Vilfredo Pareto, successeur pessimiste de Molinari, par Murray Rothbard :
Un personnage éminent  que les universitaires associent rarement à l’école du  laissez-faire  de Bastiat et de Ferrara  était Vilfredo Federico Damaso Pareto (1848-1923),  éminent sociologue  et théoricien de l’économie.
Pareto  était né à Paris dans une famille de la noblesse génoise.  Son père, le Marchese  Raffaelle Pareto,  ingénieur en hydraulique,  avait fui l’Italie comme républicain et partisan de Mazzini.  Pareto père  était revenu en Italie au milieu des années 1850  et avait atteint un rang élevé  dans l’administration de l’état italien.  Pareto fils  étudia  à l’Institut Polytechnique de Turin  où il reçut un diplôme d’ingénieur  en 1869 ;  son mémoire de fin d’études  traitait du principe fondamental de l’équilibre dans les corps solides. Comme nous le verrons dans un tome à venir,  ce mémoire conduisit Pareto  à l’idée  suivant laquelle  l’équilibre mécanique serait le paradigme approprié  pour étudier  l’économie  et les sciences sociales.[1]  Après son diplôme,  Pareto devint directeur de la branche florentine de la Compagnie des Chemins de fer de Rome,  et au bout de quelques années,  il était devenu Directeur Général d’une société de Florence qui fabriquait du fer  et ses produits dérivés.

Pareto  se lança rapidement dans les écrits politiques,  prenant ardemment position en faveur du laissez-faire  et contre toutes les formes de l’intervention de l’état,  défendant la liberté personnelle et économique,  attaquant les subventions et privilèges ploutocratiques avec une ferveur égale à ses dénonciations de la législation sociale  ou des formes d’intervention socialiste-prolétarienne.  Pareto était l’un des fondateurs de la Société Adam Smith en Italie,  et se présenta aussi en vain aux  élections parlementaires au début des années 1880.

◆ ◆ ◆ ◆ ◆

== Énoncé ==
Répondez à ces questions à partir de l'extrait :
(a) En quelle année Pareto obtint-il son diplôme d'ingénieur ?
(b) Quel métier exerçait son père ?
(c) Quelle société Pareto contribua-t-il à fonder en Italie ?
Les enregistrements qui suivent sont sans lien avec l'extrait.

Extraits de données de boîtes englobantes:
◆ ◆ ◆ ◆ ◆

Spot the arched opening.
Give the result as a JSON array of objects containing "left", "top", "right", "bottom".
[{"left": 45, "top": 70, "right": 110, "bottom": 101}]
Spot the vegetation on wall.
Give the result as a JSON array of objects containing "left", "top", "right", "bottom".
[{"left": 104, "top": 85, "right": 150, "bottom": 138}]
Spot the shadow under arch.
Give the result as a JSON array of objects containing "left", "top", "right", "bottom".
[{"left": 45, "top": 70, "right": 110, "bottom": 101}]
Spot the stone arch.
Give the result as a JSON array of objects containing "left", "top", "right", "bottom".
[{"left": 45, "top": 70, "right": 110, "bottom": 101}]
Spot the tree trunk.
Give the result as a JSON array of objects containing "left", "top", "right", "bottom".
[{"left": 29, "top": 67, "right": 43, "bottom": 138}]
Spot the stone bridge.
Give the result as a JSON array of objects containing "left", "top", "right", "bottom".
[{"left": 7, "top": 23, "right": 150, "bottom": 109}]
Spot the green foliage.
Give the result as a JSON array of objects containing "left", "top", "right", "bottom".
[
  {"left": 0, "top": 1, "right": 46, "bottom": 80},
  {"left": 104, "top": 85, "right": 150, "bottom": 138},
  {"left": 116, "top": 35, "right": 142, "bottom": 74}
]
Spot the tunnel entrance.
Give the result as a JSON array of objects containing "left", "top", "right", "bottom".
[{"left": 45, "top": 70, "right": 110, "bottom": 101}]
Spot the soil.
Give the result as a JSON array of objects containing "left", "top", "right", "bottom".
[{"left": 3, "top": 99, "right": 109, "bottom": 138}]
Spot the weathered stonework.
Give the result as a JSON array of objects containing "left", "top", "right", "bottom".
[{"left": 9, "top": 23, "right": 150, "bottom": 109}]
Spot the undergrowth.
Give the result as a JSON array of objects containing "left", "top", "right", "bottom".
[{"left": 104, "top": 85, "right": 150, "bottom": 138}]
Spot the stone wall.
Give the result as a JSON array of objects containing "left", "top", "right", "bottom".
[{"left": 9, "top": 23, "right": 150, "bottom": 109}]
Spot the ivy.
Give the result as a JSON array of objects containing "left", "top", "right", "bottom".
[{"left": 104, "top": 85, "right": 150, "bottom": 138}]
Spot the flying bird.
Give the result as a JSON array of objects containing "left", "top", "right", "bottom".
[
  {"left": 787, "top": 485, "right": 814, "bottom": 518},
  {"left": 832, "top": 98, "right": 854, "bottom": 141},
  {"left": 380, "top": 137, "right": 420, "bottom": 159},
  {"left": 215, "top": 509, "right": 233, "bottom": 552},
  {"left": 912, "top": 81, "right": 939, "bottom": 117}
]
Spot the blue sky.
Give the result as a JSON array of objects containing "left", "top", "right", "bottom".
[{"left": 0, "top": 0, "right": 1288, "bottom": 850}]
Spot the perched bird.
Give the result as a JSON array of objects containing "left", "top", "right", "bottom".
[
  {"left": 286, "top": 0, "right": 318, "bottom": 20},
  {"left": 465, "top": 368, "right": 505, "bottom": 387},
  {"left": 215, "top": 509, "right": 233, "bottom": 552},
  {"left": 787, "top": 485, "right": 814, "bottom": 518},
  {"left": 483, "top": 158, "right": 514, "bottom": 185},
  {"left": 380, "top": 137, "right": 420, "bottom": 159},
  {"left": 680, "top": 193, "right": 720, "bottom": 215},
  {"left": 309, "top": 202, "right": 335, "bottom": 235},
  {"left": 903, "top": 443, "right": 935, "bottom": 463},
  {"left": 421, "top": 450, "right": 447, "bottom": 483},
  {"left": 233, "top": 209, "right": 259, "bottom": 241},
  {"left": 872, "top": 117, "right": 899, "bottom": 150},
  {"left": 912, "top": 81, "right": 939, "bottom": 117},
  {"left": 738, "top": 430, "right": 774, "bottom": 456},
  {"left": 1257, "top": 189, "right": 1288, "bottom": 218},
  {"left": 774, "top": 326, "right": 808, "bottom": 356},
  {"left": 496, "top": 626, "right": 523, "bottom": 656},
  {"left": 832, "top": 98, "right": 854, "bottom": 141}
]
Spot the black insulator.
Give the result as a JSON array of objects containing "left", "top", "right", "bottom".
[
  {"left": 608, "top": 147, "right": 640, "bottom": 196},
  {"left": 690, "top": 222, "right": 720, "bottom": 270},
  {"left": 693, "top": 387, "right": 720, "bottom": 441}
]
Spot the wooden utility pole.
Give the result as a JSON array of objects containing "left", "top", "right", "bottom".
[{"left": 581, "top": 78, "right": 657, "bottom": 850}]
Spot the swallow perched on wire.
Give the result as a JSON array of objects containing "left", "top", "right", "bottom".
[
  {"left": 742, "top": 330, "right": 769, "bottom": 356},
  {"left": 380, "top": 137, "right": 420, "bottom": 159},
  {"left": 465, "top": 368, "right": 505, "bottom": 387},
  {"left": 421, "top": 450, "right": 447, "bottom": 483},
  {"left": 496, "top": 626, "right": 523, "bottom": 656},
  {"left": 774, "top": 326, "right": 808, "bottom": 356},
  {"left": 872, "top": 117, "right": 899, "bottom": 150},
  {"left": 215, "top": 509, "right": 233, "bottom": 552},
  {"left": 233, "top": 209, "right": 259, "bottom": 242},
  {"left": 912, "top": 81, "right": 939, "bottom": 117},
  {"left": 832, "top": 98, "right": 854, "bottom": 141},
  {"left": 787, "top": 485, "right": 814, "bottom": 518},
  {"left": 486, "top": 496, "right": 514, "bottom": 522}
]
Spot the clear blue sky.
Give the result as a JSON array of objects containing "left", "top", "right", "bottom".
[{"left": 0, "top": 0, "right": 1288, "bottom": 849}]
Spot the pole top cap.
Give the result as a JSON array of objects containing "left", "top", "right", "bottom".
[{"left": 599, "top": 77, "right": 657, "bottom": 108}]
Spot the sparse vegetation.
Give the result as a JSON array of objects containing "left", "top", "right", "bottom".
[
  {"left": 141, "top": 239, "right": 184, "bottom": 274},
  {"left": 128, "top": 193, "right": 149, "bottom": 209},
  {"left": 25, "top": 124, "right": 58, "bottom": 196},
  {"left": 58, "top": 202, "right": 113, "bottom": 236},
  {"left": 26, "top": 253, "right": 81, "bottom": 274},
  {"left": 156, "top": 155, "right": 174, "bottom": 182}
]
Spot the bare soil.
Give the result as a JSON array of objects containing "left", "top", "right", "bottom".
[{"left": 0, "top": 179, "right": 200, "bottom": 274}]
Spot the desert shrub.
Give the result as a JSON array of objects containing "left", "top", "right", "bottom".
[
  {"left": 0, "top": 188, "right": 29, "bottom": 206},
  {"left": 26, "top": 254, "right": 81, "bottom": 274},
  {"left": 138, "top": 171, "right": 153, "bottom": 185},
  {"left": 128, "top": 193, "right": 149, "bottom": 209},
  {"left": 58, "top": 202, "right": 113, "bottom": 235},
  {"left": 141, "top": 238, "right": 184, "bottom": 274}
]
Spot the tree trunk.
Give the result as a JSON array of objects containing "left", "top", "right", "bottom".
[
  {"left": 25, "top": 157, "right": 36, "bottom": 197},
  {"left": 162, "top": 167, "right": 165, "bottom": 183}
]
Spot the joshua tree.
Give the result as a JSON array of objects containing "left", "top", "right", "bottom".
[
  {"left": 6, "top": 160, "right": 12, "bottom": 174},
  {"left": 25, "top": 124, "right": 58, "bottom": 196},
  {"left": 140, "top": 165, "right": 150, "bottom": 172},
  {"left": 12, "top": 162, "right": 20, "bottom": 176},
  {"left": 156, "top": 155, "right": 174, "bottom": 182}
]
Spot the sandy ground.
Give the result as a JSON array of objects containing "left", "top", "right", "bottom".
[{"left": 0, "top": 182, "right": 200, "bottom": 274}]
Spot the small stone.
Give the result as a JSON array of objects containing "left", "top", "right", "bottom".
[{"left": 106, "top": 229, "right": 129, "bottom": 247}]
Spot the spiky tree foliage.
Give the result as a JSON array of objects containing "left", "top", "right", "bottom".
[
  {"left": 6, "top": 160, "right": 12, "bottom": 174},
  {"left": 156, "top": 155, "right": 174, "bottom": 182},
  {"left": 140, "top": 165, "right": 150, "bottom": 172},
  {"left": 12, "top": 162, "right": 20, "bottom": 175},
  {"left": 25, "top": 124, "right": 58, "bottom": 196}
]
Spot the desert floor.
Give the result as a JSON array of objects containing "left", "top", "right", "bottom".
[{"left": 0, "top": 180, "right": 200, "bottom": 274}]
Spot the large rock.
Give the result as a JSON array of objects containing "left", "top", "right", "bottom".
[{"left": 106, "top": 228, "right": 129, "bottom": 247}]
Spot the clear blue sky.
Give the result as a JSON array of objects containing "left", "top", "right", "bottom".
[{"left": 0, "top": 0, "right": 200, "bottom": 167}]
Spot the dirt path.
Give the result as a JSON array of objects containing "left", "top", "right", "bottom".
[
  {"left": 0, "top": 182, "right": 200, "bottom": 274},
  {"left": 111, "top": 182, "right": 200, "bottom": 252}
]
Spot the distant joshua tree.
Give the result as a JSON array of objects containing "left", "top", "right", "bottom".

◆ ◆ ◆ ◆ ◆

== Corrigé ==
(a) En 1869.
(b) Il était ingénieur en hydraulique.
(c) La Société Adam Smith.